O que fazer: Por favor, continue o texto sobre o agostiniano recoleto Martim Legarra Tellechea a partir da última frase apresentada.

Trecho da página:
O agostiniano recoleto Martim Legarra Tellechea (1910–1985) foi testemunha direta de vários grandes acontecimentos do século XX. Desenvolveu seu serviço ministerial com otimismo, simpatia e habilidades de comunicação. Sua vida como missionário, educador e bispo poderia ter servido como roteiro de um filme.
O Japão atacou Pearl Harbor em 7 de dezembro de 1941 e no dia seguinte começou sua rápida ocupação das Filipinas, uma das piores derrotas da história dos Estados Unidos, com 23 000 baixas entre soldados capturados, feridos e mortos.
Embora as Filipinas tivessem desfrutado de independência parcial desde 1907, o quartel-general da Frota do Pacífico da Marinha dos EUA, chefiada por Douglas MacArthur, estava localizado em Corregidor, na baía de Manila. Mais de 800 mil norte-americanos viviam no país.
Em 26 de dezembro de 1941, MacArthur declarou Manila uma “cidade aberta” para evitar um massacre e retirou-se. No dia 2 de janeiro, entraram os japoneses. Os dois conventos recoletos de Manila (Intramuros e São Sebastião) tornam-se lar e refúgio para religiosos de nacionalidades de países em guerra, tentando tirar proveito da situação de neutralidade da Espanha.

Dados selecionados:
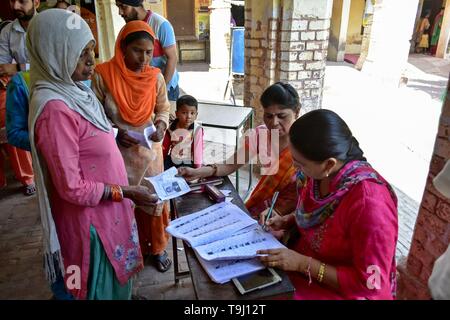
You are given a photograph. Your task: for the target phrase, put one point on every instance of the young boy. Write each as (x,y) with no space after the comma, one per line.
(183,142)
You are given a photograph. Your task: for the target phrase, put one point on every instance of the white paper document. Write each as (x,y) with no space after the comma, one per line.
(167,186)
(216,222)
(143,139)
(240,245)
(225,240)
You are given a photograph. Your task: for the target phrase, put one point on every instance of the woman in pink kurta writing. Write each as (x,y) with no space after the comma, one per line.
(346,217)
(89,230)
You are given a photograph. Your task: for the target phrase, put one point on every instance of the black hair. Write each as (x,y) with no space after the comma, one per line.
(4,24)
(187,100)
(138,35)
(282,94)
(322,134)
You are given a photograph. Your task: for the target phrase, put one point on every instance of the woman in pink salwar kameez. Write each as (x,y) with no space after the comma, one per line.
(346,217)
(89,230)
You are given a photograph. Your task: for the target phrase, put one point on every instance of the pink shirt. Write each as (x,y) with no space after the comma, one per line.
(81,159)
(359,239)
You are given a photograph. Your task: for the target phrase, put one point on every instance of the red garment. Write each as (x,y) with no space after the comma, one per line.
(80,159)
(359,239)
(20,159)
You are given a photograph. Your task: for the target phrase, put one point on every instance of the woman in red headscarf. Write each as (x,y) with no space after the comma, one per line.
(135,97)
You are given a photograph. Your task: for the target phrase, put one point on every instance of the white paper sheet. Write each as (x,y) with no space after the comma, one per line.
(167,186)
(143,138)
(226,192)
(216,222)
(241,245)
(223,271)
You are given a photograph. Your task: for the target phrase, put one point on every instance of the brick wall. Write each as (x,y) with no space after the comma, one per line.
(303,51)
(288,44)
(432,230)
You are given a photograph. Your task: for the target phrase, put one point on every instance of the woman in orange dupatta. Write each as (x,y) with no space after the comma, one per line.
(281,107)
(19,159)
(135,97)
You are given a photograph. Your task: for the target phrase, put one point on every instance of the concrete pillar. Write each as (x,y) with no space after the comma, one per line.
(389,44)
(416,23)
(220,34)
(338,30)
(109,23)
(432,230)
(444,37)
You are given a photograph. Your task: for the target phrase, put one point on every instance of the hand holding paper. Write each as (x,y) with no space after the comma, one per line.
(168,186)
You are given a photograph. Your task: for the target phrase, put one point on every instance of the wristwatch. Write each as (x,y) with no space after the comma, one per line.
(214,166)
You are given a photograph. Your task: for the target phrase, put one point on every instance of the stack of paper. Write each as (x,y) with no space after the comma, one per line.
(225,240)
(168,186)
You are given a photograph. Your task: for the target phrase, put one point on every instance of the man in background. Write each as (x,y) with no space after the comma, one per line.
(165,52)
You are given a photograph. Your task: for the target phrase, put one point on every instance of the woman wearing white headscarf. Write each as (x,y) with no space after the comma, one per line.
(88,223)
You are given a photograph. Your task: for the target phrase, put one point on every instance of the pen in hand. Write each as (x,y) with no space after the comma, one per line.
(274,200)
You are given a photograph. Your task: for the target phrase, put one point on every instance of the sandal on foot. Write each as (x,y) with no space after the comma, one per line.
(162,261)
(29,190)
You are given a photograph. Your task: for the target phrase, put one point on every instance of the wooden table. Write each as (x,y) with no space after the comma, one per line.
(204,287)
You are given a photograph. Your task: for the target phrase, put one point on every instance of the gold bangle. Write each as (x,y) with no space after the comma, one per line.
(214,166)
(321,273)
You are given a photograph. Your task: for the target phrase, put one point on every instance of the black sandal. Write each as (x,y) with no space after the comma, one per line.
(162,261)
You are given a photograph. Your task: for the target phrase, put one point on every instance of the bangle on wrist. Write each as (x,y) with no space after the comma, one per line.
(308,271)
(116,193)
(321,273)
(214,166)
(106,193)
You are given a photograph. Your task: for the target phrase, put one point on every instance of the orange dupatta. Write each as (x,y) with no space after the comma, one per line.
(268,184)
(134,93)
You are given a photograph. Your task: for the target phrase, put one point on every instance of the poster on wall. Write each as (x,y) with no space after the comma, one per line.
(203,25)
(85,8)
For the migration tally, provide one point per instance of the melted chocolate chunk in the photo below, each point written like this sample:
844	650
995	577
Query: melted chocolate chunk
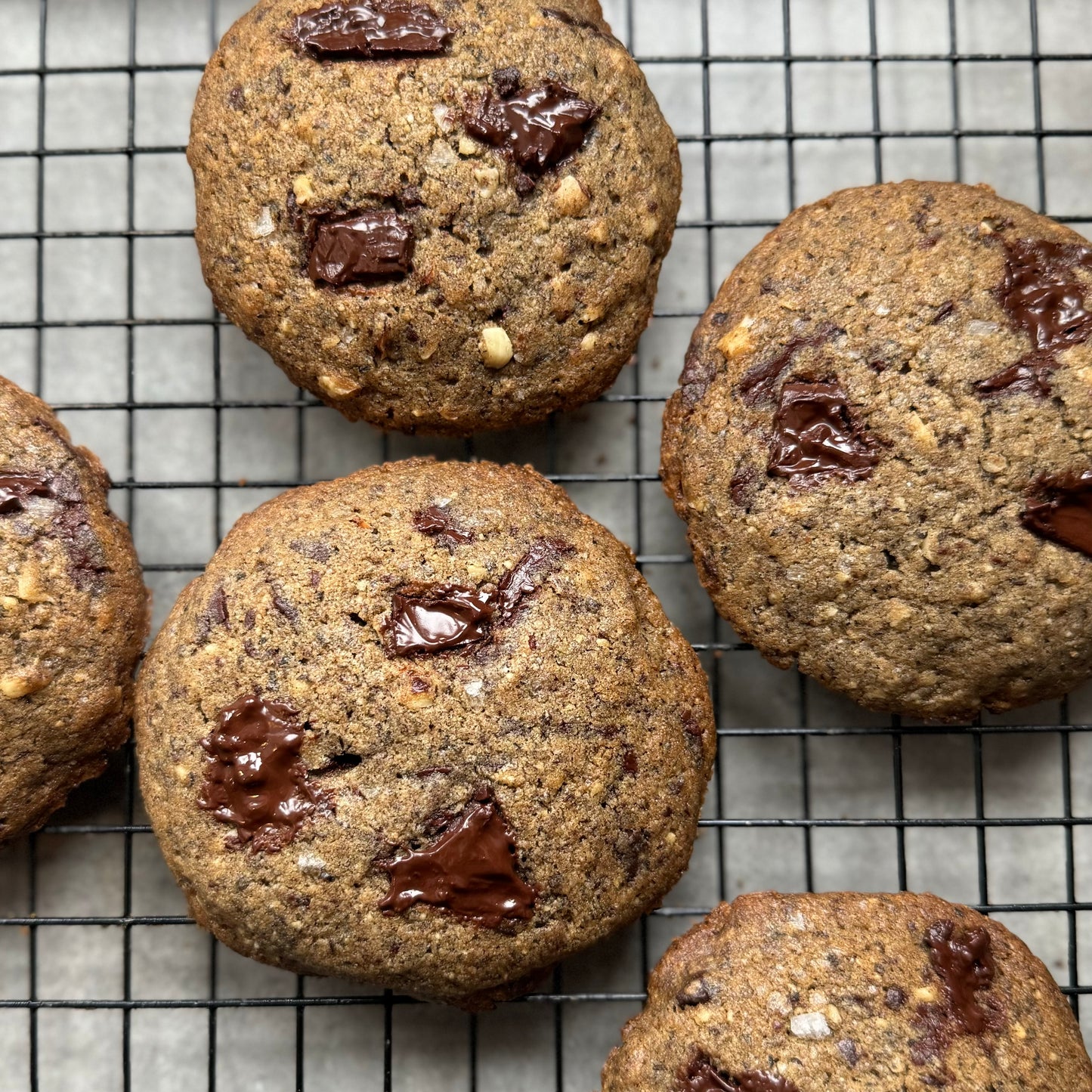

Resposta escrita:
Nos três anos seguintes, os frades mal conseguiram exercer o ministério. O exército japonês assumiu a parte de Intramuros destinada ao provincial, então Martim se muda para São Sebastião. Isso, no final, salvou sua vida.
Como já havia estudado as matérias antes da ocupação, frei Martim recebeu em 27 de julho de 1942 o Bacharelado em Pedagogia. Por um tempo, ele foi obrigado a estudar japonês por imposição dos invasores para ensinar sua língua em todos os centros educacionais. Para evitar qualquer conivência, os recoletos fecharam a escola de São Sebastião e libertaram frei Martim dessa obrigação.
No entanto, tudo isso afetou sua saúde. Além disso, surgiram enormes tensões entre o superior provincial e alguns insatisfeitos com suas decisões em circunstâncias tão dramáticas e total falta de comunicação com o exterior.
MacArthur, na Austrália, em março de 1942, fez seu famoso discurso: “Voltarei” [às Filipinas]. No outono de 1944, ele cumpriu sua promessa, com 175 000 soldados liberta Leyte e Mindoro. Os choques e a desconfiança dos invasores aumentaram. Martim perde vários quilos e para continuar a usar a calça dá um nó por trás. Um soldado japonês, vendo o nó feito na calça e coberto pelo hábito, saltou sobre ele em busca de uma suposta arma.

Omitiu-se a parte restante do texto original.